● **Indicación A**: Resume en dos oraciones el fragmento sobre el grano de trigo.
● **Indicación B**: Prolonga el fragmento sobre el grano de trigo a partir de su última oración.

● **Fragmento**:
Jesús les contestó: «Ha llegado la hora de que sea glorificado el Hijo del hombre. Os aseguro que si el grano de trigo no cae en tierra y muere, queda infecundo; pero si muere, da mucho fruto. El que se ama a sí mismo se pierde, y el que se aborrece a sí mismo en este. mundo se guardará para la vida eterna. El que quiera servirme, que me siga, y donde esté yo, allí también estará mi servidor; a quien me sirva, el Padre lo premiará. Ahora mi alma está agitada, y ¿qué diré?: Padre, líbrame de esta hora. Pero si por esto he venido, para esta hora. Padre, glorifica tu nombre.»
Entonces vino una voz del cielo: «Lo he glorificado y volveré a glorificarlo.»
La gente que estaba allí y lo oyó decía que había sido un trueno; otros decían que le había hablado un ángel.
Jesús tomó la palabra y dijo: «Esta voz no ha venido por mí, sino por vosotros. Ahora va a ser juzgado el mundo; ahora el Príncipe de este mundo va a ser echado fuera. Y cuando yo sea elevado sobre la tierra atraeré a todos hacia mí.»
Esto lo decía dando a entender la muerte de que iba a morir.

Palabra del Señor






COMENTARIO




 En el Evangelio de hoy tiene lugar enseguida de la entrada triunfal de Jesús a Jerusalén, donde iba a ser entregado para su Muerte en la cruz.  Allí Jesús informó a sus discípulos y a algunos seguidores, lo que estaba a punto de suceder días después: su Pasión, Muerte y posterior Resurrección.

Para ello, utiliza la imagen de una semilla que debe morir al ser plantada para dar paso a una vida nueva.  Nos habla el Señor de una semilla de trigo, fruto muy utilizado en su tierra, que además se aplicaba muy bien a El, Quien se nos convertiría después en el mejor fruto que planta de trigo podía producir, ya que a partir del Jueves Santo, Jesús sería para nosotros el Pan Eucarístico.

[Datos de origen]
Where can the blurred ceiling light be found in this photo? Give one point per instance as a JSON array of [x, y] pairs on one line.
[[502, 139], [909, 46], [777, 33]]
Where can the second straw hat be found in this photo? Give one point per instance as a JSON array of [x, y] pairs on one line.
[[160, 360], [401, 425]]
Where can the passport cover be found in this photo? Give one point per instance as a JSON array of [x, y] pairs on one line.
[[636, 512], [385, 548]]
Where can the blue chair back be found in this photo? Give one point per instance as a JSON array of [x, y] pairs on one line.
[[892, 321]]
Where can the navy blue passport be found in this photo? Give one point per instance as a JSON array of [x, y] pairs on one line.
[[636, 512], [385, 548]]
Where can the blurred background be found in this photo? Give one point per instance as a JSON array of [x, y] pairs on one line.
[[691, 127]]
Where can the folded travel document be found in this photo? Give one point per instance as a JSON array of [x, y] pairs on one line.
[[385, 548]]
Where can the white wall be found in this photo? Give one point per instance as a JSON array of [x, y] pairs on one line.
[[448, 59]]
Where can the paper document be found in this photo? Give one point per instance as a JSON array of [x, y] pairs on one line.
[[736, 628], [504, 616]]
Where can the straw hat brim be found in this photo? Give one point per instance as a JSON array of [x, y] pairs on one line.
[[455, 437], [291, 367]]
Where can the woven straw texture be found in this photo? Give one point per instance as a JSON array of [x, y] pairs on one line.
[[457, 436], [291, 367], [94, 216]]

● **Respuesta escrita A**: Jesús anuncia que ha llegado la hora de que sea glorificado el Hijo del hombre, dice que el grano de trigo tiene que morir para dar mucho fruto y pide al Padre que glorifique su nombre, a lo que una voz del cielo responde que lo ha glorificado y volverá a glorificarlo. El comentario sitúa la escena justo después de la entrada triunfal en Jerusalén y explica que la imagen de la semilla anuncia su Pasión, Muerte y Resurrección, y que desde el Jueves Santo Jesús sería el Pan Eucarístico.

● **Respuesta escrita B**:
Sin embargo, ¿cómo se aplican a nosotros esas palabras del Señor:  “Yo les aseguro que si el grano de trigo sembrado en la tierra no muere, queda infecundo; pero si muere, producirá mucho fruto”?   ¿Se aplican esas palabras sólo a El o también a nosotros?  ...  Si hemos de seguir el ejemplo  y las exigencias de Cristo, ciertamente también se aplican a nosotros.

Y para comprender el significado de esto debemos pasar a las siguientes palabras del Señor: “El que ama su vida la destruye, y el que desprecia su vida en este mundo la conserva para la vida eterna” ( Jn. 12, 20-33)

Ahora bien ... ¿puede realizarse la paradoja, la aparente contradicción de perder para ganar, entregar para obtener, morir para vivir? ... Debe ser así, pues es lo que el Señor nos propone cuando nos advierte que quien pretenda conservar su vida la perderá, pero quien la entregue la conservará.




En el diálogo del Señor que nos relata hoy el Evangelio de San Juan, vemos que se estaba dirigiendo a sus discípulos -que eran hebreos- y a unos griegos, seguramente abiertos al mensaje de Jesús, que habían llegado a Jerusalén y querían ver al Maestro.

Y sucedió que en este diálogo también interviene Dios Padre.

Notemos que Jesús muestra rasgos muy genuinos de su humanidad, pues confiesa a sus oyentes que tiene miedo.  “Ahora que tengo miedo, ¿voy a decirle a mi Padre:  ‘Padre, líbrame de esta hora’?   Y se contesta enseguida:  “No, si precisamente para esta hora he venido”.

Jesús no elude el sufrimiento y la muerte, sino que confirma su entrega por nosotros, su entrega a la Voluntad del Padre, Quien muestra su presencia en ese momento.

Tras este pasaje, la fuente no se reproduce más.